(Records)
• • • • •

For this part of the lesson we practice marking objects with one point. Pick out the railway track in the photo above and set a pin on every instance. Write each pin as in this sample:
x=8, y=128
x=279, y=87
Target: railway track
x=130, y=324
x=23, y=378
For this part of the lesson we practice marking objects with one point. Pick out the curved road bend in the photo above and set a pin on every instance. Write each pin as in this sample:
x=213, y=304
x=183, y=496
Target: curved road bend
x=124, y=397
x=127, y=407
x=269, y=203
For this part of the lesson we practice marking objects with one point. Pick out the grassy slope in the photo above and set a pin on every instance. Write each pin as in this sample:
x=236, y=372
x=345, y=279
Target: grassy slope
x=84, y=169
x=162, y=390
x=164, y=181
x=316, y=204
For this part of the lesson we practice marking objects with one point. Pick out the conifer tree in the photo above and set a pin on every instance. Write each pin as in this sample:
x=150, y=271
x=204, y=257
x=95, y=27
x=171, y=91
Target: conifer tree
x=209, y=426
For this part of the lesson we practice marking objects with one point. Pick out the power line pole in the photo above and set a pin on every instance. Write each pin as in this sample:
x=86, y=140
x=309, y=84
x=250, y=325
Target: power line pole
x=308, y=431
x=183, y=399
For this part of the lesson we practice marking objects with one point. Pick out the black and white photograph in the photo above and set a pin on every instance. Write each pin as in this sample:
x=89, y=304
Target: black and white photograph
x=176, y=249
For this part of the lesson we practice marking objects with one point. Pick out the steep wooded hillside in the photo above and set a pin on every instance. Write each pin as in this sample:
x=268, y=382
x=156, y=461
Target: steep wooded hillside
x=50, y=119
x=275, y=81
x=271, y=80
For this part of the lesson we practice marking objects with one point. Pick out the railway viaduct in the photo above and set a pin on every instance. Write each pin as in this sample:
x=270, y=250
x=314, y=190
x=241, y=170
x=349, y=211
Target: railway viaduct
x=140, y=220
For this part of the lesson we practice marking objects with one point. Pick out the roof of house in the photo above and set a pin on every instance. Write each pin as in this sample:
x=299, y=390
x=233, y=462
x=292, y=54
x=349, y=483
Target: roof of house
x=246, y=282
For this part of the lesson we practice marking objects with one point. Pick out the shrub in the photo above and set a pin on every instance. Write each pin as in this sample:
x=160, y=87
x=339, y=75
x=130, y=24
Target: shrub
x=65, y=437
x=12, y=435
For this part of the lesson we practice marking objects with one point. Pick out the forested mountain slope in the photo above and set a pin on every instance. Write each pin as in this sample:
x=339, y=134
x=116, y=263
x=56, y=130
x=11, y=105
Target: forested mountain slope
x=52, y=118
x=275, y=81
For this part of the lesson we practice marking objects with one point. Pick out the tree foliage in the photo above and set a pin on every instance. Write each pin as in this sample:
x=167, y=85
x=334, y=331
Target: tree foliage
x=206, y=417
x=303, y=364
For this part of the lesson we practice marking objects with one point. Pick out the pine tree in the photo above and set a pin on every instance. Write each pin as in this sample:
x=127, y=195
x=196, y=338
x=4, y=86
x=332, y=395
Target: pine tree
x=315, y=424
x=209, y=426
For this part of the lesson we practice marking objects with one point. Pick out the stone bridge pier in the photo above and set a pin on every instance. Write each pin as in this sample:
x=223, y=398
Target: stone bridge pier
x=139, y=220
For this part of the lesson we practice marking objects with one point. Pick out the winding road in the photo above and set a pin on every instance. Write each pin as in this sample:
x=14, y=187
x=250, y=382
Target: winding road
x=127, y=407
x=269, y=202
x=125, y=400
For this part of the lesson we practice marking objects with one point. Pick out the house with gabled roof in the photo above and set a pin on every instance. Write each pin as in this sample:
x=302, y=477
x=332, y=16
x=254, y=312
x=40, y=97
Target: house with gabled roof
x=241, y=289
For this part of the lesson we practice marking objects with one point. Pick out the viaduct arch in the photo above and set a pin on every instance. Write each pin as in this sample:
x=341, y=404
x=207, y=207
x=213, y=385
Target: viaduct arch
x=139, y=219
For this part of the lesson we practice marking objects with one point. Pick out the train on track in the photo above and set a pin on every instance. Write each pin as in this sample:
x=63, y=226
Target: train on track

• • • • •

_What the exercise asks_: Convert the items from the line with "out the curved" to the line with "x=269, y=203", both included, into a JSON list of strings with one string per line and blank lines omitted.

_Reply to the exercise_:
[
  "For this part of the lesson we practice marking objects with one point. Pick out the curved road bend in the photo above and set a pin on every instance. Write each pin as in this sample:",
  "x=213, y=304",
  "x=183, y=496",
  "Target: curved road bend",
  "x=124, y=397",
  "x=127, y=407",
  "x=269, y=203"
]